■ **AIM OF THE EXERCISE**
Write out exactly the lines from the one containing "Each instance receives one keypoint. Mark the car rear" through the last line of the records below, and no others.
-- PROVIDED INFORMATION follows --
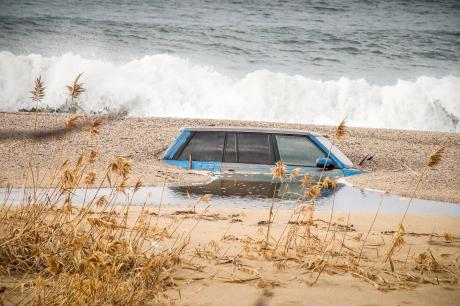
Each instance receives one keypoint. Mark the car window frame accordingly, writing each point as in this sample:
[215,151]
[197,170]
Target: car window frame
[274,149]
[186,143]
[306,136]
[272,155]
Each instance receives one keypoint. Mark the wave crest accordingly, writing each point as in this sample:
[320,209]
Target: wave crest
[168,86]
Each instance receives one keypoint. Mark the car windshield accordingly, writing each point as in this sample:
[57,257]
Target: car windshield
[335,151]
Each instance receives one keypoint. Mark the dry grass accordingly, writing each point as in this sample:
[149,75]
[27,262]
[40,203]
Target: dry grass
[59,253]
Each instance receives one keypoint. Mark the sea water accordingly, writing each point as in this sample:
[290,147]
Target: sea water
[392,64]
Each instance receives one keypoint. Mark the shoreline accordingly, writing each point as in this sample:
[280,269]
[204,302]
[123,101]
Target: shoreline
[223,263]
[397,155]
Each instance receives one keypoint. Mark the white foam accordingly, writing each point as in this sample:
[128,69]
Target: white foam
[165,85]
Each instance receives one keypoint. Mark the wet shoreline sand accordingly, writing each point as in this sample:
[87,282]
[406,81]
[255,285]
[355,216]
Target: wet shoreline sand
[398,156]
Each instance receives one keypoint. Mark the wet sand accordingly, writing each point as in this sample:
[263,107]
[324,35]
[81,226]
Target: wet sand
[291,286]
[398,156]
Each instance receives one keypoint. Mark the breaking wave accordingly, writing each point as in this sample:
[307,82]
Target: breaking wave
[168,86]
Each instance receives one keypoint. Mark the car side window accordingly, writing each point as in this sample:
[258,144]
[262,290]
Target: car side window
[254,148]
[298,150]
[204,146]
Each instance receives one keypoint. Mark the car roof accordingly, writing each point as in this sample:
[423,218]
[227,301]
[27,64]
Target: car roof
[249,130]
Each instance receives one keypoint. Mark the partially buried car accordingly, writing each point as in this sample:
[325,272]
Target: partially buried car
[256,150]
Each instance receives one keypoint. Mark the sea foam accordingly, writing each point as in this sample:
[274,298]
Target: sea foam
[168,86]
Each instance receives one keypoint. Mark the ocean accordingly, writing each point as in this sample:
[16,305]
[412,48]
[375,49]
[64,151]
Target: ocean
[390,64]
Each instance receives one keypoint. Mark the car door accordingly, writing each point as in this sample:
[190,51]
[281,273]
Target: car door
[204,151]
[298,151]
[248,153]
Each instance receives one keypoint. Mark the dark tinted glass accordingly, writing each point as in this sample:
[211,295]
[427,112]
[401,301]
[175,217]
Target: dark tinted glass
[298,150]
[230,149]
[254,149]
[204,146]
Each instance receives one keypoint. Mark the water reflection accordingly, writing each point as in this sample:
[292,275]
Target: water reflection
[253,186]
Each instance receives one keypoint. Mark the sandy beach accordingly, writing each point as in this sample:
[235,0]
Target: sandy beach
[398,156]
[224,262]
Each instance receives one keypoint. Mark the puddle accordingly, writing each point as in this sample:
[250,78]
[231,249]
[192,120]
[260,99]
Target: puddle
[256,191]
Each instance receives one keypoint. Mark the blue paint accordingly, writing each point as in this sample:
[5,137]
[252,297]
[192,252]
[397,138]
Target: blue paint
[350,172]
[176,145]
[196,165]
[217,166]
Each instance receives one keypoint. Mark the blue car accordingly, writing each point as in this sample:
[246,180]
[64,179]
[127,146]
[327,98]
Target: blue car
[229,150]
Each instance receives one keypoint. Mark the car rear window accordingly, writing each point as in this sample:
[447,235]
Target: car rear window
[254,148]
[298,150]
[204,146]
-- PROVIDED INFORMATION concluded --
■ **RESPONSE TO THE TASK**
Each instance receives one keypoint. Mark the car rear window accordingly, writing each point as in this sample:
[447,235]
Target: car rear window
[254,148]
[298,150]
[204,146]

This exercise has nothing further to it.